### What this exercise asks
(a) Answer these questions using the article on the Texas adoption-course bill.
(i) What is the longest the adoption course may last under Senate Bill 17?
(ii) What did Lucio vote for as the only Democratic senator to do so?
(iii) When did Lucio vow to file the bill if it is not added to the new special session's agenda?
(b) Carry on the article about the Texas adoption-course bill from its final sentence.

Democrat proposes adoption-course before Texas abortions
Sen. Eddie Lucio Jr.’s bill directs the state Health and Human Services Commission to develop a course, lasting no more than three hours, on “a pregnant woman’s option to place her child for adoption.” The course would be available at no charge on the commission’s websi
AUSTIN, Texas — When he filed an abortion-related bill with only one day remaining in the recently completed second special session, Texas state Sen. Eddie Lucio Jr. was hoping to make a statement, not change the law — at least not right away.
Lucio’s bill, requiring women to complete an adoption course before they could receive an abortion, had zero chance of passing in such a short time. But coming shortly after Gov. Rick Perry signed new abortion regulations into law after a bruising legislative battle, the effort struck a nerve.
News stories about Lucio’s bill spread to social media, fueling debate that has only grown despite the bill’s demise when the session ended Tuesday.
The controversy is guaranteed to continue.
Lucio, the only Democratic senator to vote for the stricter abortion regulations passed last month, refiled a tweaked version of the bill Friday, and he’s reached out to Perry’s office in hopes of getting the measure added to the new special session’s agenda.
If that fails, Lucio vowed to file the bill early in the 2015 regular legislative session.
“I will obviously try my best to save the unborn in the future. This is just one way I think I can really help do that,” Lucio said.
Lucio’s Senate Bill 17 directs the state Health and Human Services Commission to develop a course, lasting no more than three hours, on “a pregnant woman’s option to place her child for adoption.” The course would be available at no charge on the commission’s website, and the agency would provide a certificate of completion for a woman to present to her doctor at least 24 hours before an abortion.

### Information shown
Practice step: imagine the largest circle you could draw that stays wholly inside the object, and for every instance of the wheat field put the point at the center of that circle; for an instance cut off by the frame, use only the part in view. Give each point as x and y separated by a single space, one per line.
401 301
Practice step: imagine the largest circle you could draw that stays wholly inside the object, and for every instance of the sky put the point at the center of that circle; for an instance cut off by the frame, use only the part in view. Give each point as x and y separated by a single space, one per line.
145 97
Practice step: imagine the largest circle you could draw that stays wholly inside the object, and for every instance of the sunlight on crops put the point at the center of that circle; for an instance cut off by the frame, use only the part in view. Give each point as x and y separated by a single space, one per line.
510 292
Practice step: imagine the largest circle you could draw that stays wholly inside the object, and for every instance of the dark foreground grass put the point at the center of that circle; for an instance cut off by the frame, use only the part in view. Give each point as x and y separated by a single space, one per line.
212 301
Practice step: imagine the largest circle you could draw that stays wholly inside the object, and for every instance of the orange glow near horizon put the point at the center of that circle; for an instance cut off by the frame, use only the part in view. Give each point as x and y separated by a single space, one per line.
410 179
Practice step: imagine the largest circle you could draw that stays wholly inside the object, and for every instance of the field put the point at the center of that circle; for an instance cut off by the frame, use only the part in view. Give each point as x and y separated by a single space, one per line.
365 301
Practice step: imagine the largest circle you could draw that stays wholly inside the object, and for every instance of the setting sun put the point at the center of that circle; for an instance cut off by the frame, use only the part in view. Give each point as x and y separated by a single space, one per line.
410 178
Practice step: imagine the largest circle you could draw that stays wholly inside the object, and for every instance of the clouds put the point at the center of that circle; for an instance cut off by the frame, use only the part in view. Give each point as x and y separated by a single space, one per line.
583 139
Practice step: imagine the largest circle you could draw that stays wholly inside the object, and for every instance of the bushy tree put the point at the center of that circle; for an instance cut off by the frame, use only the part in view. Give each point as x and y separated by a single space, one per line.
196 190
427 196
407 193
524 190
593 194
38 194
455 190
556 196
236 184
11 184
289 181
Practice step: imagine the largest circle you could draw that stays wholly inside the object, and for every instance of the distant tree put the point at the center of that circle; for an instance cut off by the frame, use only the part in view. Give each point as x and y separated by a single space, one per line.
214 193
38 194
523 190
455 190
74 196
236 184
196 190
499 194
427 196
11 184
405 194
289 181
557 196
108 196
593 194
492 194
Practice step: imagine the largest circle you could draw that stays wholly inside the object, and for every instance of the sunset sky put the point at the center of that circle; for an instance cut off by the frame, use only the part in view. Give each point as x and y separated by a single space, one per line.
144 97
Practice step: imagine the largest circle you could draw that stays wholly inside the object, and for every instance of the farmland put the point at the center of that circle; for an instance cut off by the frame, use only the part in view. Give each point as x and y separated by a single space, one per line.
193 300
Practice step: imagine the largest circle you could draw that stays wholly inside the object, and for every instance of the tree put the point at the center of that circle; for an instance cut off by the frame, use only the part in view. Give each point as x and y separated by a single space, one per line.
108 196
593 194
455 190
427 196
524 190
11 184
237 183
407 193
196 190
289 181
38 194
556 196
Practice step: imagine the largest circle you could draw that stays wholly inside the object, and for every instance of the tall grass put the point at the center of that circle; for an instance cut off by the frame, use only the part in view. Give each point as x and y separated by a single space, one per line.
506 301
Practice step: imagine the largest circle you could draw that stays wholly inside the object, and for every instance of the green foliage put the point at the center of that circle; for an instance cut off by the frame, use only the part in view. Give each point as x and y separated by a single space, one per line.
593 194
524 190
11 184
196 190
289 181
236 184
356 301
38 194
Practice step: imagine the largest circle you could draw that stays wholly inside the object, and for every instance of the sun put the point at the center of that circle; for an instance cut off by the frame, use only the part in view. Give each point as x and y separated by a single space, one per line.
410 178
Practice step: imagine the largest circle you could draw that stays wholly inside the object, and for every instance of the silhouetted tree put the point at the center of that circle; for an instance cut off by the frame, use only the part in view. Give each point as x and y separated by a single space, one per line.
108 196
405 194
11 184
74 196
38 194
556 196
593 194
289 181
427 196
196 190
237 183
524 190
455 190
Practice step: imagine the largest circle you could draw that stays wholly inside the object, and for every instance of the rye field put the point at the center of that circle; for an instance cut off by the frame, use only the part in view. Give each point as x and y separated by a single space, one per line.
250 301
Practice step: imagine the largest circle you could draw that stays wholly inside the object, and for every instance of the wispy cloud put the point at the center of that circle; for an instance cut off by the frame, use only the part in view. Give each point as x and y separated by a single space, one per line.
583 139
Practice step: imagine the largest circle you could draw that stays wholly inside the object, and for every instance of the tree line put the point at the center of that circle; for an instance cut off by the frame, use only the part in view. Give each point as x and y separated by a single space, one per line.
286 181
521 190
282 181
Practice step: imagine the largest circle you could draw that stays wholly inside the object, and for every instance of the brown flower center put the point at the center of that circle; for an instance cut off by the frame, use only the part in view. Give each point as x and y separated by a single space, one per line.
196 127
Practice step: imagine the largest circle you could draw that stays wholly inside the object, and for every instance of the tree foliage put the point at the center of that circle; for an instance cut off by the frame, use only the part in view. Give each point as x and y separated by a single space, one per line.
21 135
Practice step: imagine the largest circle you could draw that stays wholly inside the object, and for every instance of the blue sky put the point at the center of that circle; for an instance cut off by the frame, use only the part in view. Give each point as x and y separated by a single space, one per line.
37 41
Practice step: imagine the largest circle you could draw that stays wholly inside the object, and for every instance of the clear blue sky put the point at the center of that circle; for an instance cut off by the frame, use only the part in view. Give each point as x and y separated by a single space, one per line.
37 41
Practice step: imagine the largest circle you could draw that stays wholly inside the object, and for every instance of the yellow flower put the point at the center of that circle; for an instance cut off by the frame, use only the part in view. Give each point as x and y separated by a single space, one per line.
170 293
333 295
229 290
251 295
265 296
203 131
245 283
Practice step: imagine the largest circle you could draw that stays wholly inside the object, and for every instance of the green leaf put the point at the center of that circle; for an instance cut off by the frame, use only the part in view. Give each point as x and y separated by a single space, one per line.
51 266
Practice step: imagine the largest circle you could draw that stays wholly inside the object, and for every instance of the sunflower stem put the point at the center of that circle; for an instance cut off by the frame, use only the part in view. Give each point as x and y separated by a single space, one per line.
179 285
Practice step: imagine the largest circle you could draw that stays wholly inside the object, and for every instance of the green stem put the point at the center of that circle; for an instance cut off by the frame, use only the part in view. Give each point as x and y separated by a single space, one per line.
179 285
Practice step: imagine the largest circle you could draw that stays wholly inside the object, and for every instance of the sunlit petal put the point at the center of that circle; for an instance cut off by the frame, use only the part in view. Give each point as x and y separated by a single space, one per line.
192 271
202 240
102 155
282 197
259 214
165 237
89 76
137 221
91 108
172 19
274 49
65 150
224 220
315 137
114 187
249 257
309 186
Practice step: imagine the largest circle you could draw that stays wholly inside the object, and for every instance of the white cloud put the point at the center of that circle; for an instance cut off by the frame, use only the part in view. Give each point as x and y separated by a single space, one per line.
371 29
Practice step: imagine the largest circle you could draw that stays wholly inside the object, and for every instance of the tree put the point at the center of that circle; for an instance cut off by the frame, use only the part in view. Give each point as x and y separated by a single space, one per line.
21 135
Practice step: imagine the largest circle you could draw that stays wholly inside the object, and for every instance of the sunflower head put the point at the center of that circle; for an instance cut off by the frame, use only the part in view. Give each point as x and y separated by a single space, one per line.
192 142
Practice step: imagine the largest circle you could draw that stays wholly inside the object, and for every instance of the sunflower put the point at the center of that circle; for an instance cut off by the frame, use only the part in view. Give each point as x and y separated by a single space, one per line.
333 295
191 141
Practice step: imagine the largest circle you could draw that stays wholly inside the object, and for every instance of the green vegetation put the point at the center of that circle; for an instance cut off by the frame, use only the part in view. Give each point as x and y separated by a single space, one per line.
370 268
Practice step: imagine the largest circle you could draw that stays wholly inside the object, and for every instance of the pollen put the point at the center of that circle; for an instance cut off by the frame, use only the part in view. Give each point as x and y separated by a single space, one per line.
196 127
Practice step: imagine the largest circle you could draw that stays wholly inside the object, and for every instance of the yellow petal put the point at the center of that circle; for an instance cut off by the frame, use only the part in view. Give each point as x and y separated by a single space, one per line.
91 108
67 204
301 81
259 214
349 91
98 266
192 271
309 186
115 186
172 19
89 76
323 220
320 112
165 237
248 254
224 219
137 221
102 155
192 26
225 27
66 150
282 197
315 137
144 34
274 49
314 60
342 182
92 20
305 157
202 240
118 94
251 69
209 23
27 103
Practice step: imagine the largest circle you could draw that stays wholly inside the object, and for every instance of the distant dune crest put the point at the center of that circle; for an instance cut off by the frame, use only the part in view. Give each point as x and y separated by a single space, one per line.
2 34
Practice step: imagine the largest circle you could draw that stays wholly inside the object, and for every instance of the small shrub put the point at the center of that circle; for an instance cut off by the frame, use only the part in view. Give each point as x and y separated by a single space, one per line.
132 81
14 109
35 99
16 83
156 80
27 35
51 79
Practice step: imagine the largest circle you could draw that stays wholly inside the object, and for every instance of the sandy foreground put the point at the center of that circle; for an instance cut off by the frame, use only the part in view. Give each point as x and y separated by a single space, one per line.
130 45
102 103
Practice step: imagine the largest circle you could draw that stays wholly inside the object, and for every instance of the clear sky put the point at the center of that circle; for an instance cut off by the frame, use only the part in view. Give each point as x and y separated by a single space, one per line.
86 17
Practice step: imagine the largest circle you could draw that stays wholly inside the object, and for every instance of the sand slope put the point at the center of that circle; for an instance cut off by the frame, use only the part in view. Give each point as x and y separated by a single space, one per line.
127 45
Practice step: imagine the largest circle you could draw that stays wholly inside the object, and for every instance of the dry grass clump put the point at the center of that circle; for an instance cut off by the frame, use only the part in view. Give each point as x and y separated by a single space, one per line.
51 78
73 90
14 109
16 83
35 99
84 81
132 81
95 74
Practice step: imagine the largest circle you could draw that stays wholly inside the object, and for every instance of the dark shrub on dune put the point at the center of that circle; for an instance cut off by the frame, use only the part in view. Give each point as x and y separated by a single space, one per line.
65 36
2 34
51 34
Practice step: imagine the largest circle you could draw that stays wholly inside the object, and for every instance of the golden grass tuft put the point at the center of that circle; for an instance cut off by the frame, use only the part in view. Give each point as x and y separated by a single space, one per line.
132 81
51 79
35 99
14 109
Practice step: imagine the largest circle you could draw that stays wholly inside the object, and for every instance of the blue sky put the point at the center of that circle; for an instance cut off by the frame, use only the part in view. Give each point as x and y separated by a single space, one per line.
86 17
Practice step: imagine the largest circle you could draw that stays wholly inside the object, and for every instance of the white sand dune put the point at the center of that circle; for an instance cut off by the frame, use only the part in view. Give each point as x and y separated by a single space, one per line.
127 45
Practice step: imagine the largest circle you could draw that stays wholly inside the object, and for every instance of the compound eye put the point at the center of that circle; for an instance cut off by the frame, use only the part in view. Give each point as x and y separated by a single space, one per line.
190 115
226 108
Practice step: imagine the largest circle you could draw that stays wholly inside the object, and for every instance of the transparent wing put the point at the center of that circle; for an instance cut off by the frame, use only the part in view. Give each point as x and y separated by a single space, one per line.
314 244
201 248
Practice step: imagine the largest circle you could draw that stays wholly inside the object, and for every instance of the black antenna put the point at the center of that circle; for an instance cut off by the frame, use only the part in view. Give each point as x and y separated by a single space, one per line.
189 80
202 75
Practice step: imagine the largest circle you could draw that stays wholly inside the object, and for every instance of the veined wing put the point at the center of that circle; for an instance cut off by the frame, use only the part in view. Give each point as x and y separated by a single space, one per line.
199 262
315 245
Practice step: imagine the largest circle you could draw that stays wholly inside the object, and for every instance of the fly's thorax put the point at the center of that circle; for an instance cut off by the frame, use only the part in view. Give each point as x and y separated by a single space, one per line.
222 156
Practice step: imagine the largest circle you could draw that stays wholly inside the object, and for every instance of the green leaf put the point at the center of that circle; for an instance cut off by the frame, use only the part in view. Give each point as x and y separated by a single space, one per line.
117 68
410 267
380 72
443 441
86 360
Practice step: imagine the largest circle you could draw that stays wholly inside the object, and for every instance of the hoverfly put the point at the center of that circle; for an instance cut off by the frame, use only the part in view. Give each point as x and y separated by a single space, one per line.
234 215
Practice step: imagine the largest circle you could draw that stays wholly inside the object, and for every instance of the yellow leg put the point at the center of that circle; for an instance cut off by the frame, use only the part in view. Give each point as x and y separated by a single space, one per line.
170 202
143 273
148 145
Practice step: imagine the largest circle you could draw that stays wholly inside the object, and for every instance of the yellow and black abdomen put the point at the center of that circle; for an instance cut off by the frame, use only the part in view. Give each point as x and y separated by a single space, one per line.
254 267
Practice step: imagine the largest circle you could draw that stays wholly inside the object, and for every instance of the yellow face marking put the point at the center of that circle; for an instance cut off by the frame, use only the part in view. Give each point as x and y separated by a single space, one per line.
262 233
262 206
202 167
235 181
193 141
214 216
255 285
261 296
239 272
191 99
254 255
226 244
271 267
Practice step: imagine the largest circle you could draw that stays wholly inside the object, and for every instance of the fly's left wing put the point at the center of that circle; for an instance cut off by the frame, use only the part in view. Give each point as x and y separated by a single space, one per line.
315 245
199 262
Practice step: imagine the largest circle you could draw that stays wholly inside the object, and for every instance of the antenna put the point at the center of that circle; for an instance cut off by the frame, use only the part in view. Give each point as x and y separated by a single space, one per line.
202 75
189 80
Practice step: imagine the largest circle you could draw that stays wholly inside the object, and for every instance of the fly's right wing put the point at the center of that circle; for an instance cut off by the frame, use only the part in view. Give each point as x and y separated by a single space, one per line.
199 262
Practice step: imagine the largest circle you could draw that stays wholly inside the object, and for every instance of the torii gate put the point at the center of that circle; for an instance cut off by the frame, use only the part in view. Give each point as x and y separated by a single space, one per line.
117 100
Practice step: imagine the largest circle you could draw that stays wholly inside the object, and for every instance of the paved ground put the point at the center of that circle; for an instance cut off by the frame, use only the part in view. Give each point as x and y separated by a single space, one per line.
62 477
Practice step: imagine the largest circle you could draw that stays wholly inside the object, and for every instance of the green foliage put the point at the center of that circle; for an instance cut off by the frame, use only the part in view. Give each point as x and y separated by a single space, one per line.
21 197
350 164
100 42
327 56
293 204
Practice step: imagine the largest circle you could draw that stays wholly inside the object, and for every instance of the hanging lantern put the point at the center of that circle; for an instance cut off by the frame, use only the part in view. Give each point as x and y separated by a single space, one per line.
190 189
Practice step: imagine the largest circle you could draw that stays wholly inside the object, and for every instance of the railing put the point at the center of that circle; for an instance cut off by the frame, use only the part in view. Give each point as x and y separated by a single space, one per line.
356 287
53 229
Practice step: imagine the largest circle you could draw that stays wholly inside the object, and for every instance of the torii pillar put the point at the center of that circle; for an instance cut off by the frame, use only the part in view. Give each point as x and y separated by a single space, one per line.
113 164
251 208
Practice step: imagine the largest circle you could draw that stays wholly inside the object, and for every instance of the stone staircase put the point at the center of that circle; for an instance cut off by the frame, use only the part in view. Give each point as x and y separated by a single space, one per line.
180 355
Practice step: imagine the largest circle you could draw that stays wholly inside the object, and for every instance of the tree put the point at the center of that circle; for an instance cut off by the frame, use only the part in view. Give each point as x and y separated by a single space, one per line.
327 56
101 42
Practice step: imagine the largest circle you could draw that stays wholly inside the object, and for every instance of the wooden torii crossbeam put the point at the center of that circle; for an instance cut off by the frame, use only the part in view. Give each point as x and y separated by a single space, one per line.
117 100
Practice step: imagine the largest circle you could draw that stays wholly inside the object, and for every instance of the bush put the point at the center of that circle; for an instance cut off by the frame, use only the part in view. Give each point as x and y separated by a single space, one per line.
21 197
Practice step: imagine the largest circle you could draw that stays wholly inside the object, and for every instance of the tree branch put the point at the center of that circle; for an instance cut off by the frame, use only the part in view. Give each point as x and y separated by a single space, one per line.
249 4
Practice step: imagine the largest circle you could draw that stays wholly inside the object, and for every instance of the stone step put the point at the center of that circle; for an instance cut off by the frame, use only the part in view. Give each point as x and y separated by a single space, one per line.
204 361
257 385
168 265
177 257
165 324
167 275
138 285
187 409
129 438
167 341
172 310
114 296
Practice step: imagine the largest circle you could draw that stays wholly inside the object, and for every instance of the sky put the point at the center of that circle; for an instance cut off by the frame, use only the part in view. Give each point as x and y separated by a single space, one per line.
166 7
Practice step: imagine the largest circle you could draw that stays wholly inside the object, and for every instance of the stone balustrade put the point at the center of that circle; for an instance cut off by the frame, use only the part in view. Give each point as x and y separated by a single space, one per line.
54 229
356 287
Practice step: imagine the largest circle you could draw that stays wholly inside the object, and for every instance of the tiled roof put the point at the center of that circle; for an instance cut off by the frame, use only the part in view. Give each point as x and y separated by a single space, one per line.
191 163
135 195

### Exercise answers
(a)
(i) No more than three hours.
(ii) The stricter abortion regulations passed last month.
(iii) Early in the 2015 regular legislative session.

(b)
Women would be exempt if their pregnancy poses a serious health risk or if they are a minor whose pregnancy is the result of rape or incest.
Amy Hagstrom Miller, president of Whole Woman’s Health, which has abortion clinics in Austin and four other Texas cities, dismissed Lucio’s idea as a government intrusion into difficult and personal decision.
“This is just another barrier,” she said. “And it’s tremendously insulting to women.”
Last month, the Legislature approved a measure that will ban abortions after the 20th week post-fertilization, about four weeks sooner than under current law, and require abortion doctors to obtain admitting privileges in a nearby hospital. The law also requires women to make at least one additional clinic visit for drug-induced abortions.
In 2011, the Legislature required women to receive a pre-abortion sonogram, with the doctor describing what the procedure revealed, including the size of the fetus and the presence of internal organs. Republican sponsors of that measure said they hoped the information would persuade women to forgo an abortion.
Lucio’s proposal, Hagstrom Miller said, is piling on. “Women know their options, and women are capable to decide without this proposed coercive delay,” Hagstrom Miller said.